| Passage to read |
================================

Bug 1571517

Summary: ansible playbook fails as ES pod cannot get ready (Waiting for Quorum due to cluster deployment)
Product: OpenShift Container Platform Reporter: Rajnikant <rkant>
Component: LoggingAssignee: Jeff Cantrill <jcantril>
Status: CLOSED WORKSFORME QA Contact: Anping Li <anli>
Severity: unspecified Docs Contact:
Priority: unspecified    
Version: 3.7.0CC: aos-bugs, ewolinet, rkant, rmeggins
Target Milestone: ---   
Target Release: 3.7.z   
Hardware: Unspecified   
OS: Unspecified   
Whiteboard:
Fixed In Version: Doc Type: If docs needed, set a value
Doc Text:
Story Points: ---
Clone Of: Environment:
Last Closed: 2018-05-01 19:31:28 UTC Type: Bug
Regression: --- Mount Type: ---
Documentation: --- CRM:
Verified Versions: Category: ---
oVirt Team: --- RHEL 7.3 requirements from Atomic Host:
Cloudforms Team: --- Target Upstream Version:
Embargoed:

Description Rajnikant 2018-04-25 03:39:14 UTC
Description of problem:
ansible playbook fails as ES pod cannot get ready (Waiting for Quorum due to cluster deployment)

Version-Release number of selected component (if applicable):
OpenShift Container Platform 3.7

How reproducible:

The ansible code for installing the logging modules (ES, Kibana, Fluend) is not working when deployment a cluster of ES (Minimum 3). It is only when performing a fresh installation.

The file is located at role/openshift_logging_elasticsearch/tasks/restart_es_node.yml.

================================

| Aim A |
Repeat the listing word for word, from its start through the line holding "[177,260,310,375]", with that line included. Leave the pictures out.

(Excerpts of bounding box data)

================================

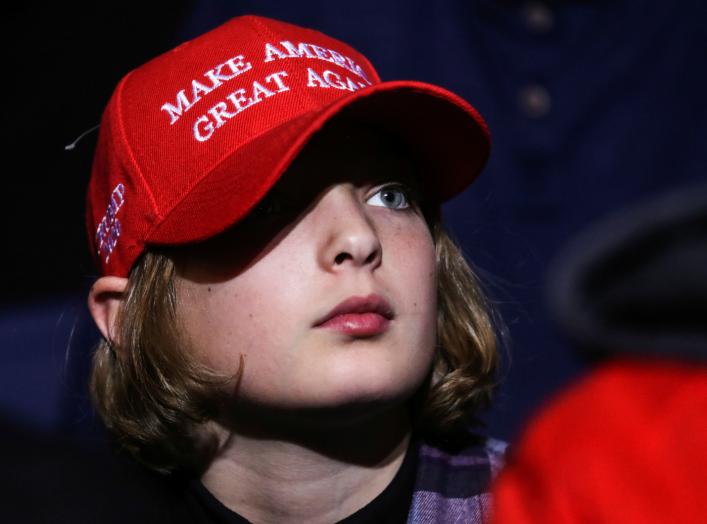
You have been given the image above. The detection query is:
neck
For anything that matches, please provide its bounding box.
[202,409,410,524]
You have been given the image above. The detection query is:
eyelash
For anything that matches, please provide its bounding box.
[366,182,417,211]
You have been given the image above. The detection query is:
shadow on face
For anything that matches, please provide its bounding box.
[174,118,427,283]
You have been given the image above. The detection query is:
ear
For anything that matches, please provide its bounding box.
[88,277,128,342]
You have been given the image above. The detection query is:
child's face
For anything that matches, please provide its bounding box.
[177,129,437,424]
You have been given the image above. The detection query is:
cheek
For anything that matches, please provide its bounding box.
[177,260,310,375]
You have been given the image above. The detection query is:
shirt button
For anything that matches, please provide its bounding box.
[518,85,552,118]
[523,1,555,33]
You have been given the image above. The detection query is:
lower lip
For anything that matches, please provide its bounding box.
[319,313,390,337]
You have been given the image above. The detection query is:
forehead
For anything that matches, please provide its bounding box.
[275,118,422,190]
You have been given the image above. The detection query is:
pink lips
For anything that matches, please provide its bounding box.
[315,294,394,337]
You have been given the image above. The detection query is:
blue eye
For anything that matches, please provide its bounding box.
[366,184,411,209]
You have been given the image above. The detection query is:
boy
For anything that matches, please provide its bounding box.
[87,16,502,523]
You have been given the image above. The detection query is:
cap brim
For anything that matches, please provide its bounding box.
[147,81,490,245]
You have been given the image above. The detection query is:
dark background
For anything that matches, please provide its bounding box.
[0,0,707,446]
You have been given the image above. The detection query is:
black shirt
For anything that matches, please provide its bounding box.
[186,445,417,524]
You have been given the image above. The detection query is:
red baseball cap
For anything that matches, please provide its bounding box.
[87,16,490,276]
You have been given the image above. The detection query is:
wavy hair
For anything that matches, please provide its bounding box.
[91,217,497,473]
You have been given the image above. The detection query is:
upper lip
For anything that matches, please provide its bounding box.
[315,294,395,326]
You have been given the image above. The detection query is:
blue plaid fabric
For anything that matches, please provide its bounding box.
[408,439,506,524]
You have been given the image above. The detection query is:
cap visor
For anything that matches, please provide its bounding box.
[147,81,490,245]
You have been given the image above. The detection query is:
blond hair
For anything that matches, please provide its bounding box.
[91,218,497,472]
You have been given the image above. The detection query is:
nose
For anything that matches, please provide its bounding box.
[316,184,383,272]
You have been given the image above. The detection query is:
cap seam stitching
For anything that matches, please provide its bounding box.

================================

| Aim B |
Reproduce the whole bug report word for word.

| Complete output A |
You have been given the image above. The detection query is:
neck
For anything that matches, please provide its bounding box.
[202,409,410,524]
You have been given the image above. The detection query is:
eyelash
For anything that matches, please provide its bounding box.
[366,182,417,211]
You have been given the image above. The detection query is:
shadow on face
For anything that matches, please provide its bounding box.
[174,118,427,283]
You have been given the image above. The detection query is:
ear
For anything that matches, please provide its bounding box.
[88,277,128,342]
You have been given the image above. The detection query is:
child's face
For anything that matches, please provide its bounding box.
[177,129,437,424]
You have been given the image above. The detection query is:
cheek
For anything that matches, please provide its bounding box.
[177,260,310,375]

| Complete output B |
Bug 1571517

Summary: ansible playbook fails as ES pod cannot get ready (Waiting for Quorum due to cluster deployment)
Product: OpenShift Container Platform Reporter: Rajnikant <rkant>
Component: LoggingAssignee: Jeff Cantrill <jcantril>
Status: CLOSED WORKSFORME QA Contact: Anping Li <anli>
Severity: unspecified Docs Contact:
Priority: unspecified    
Version: 3.7.0CC: aos-bugs, ewolinet, rkant, rmeggins
Target Milestone: ---   
Target Release: 3.7.z   
Hardware: Unspecified   
OS: Unspecified   
Whiteboard:
Fixed In Version: Doc Type: If docs needed, set a value
Doc Text:
Story Points: ---
Clone Of: Environment:
Last Closed: 2018-05-01 19:31:28 UTC Type: Bug
Regression: --- Mount Type: ---
Documentation: --- CRM:
Verified Versions: Category: ---
oVirt Team: --- RHEL 7.3 requirements from Atomic Host:
Cloudforms Team: --- Target Upstream Version:
Embargoed:

Description Rajnikant 2018-04-25 03:39:14 UTC
Description of problem:
ansible playbook fails as ES pod cannot get ready (Waiting for Quorum due to cluster deployment)

Version-Release number of selected component (if applicable):
OpenShift Container Platform 3.7

How reproducible:

The ansible code for installing the logging modules (ES, Kibana, Fluend) is not working when deployment a cluster of ES (Minimum 3). It is only when performing a fresh installation.

The file is located at role/openshift_logging_elasticsearch/tasks/restart_es_node.yml.